# The task
Your task is to return all the entries below exactly, with every picture omitted.

(Dataset excerpts)
= = =

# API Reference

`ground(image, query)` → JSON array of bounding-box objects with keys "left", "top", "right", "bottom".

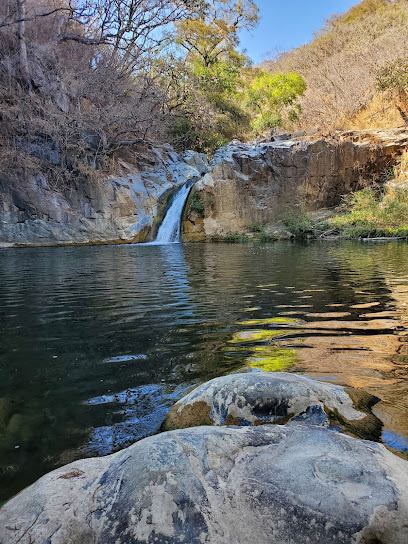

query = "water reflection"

[{"left": 1, "top": 241, "right": 408, "bottom": 501}]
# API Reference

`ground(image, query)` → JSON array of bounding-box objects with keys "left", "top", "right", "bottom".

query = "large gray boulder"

[
  {"left": 163, "top": 372, "right": 382, "bottom": 441},
  {"left": 1, "top": 425, "right": 407, "bottom": 544}
]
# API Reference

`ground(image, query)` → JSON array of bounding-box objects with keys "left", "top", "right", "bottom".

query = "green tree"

[
  {"left": 245, "top": 70, "right": 307, "bottom": 134},
  {"left": 175, "top": 0, "right": 259, "bottom": 68},
  {"left": 163, "top": 0, "right": 258, "bottom": 151}
]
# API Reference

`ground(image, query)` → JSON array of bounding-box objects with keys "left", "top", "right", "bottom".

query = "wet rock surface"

[
  {"left": 0, "top": 147, "right": 207, "bottom": 247},
  {"left": 1, "top": 424, "right": 408, "bottom": 544},
  {"left": 162, "top": 372, "right": 382, "bottom": 440}
]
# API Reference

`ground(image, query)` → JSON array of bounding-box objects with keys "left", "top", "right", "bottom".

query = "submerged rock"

[
  {"left": 1, "top": 425, "right": 407, "bottom": 544},
  {"left": 162, "top": 372, "right": 382, "bottom": 441}
]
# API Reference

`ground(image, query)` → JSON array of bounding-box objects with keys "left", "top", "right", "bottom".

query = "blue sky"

[{"left": 240, "top": 0, "right": 359, "bottom": 63}]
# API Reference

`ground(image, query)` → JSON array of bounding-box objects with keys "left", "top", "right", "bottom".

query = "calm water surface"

= = =

# Exercise result
# API Reference

`ground(image, query)` → JSON array of bounding-box objects with keys "left", "top", "right", "bottom".


query = "water reflection"

[{"left": 1, "top": 241, "right": 408, "bottom": 501}]
# API Reference

`ground(image, query)` → JSON array of bounding-box objects with keys "left", "top", "right", "bottom".

query = "large gray boulder"

[
  {"left": 163, "top": 372, "right": 382, "bottom": 441},
  {"left": 1, "top": 425, "right": 407, "bottom": 544}
]
# API Reference

`ground(image, query)` → JSON array of bounding-box objects with keys "left", "top", "right", "bottom".

query = "green tree"

[
  {"left": 245, "top": 70, "right": 307, "bottom": 134},
  {"left": 175, "top": 0, "right": 259, "bottom": 68},
  {"left": 163, "top": 0, "right": 258, "bottom": 151}
]
# API Reference

`ground(image, query)` → JSON array of bounding-box objects with keys "left", "top", "right", "bottom".

query = "wet rock surface"

[
  {"left": 0, "top": 147, "right": 207, "bottom": 247},
  {"left": 1, "top": 424, "right": 408, "bottom": 544},
  {"left": 162, "top": 372, "right": 382, "bottom": 440}
]
# API Reference

`ground(image, query)` → JSON array of bounding-box objects with keys "left", "top", "right", "bottom".

query = "submerged rock"

[
  {"left": 1, "top": 425, "right": 407, "bottom": 544},
  {"left": 162, "top": 372, "right": 382, "bottom": 441}
]
# API Reference

`ground(image, query)` → JSON array of bounding-box objects with keys "left", "top", "right", "bottom".

query = "blue sky"

[{"left": 240, "top": 0, "right": 359, "bottom": 63}]
# API Reference

`ground(image, query)` → JSON array of bounding-box objects with keys "left", "top", "right", "bottom".

query = "calm water surface"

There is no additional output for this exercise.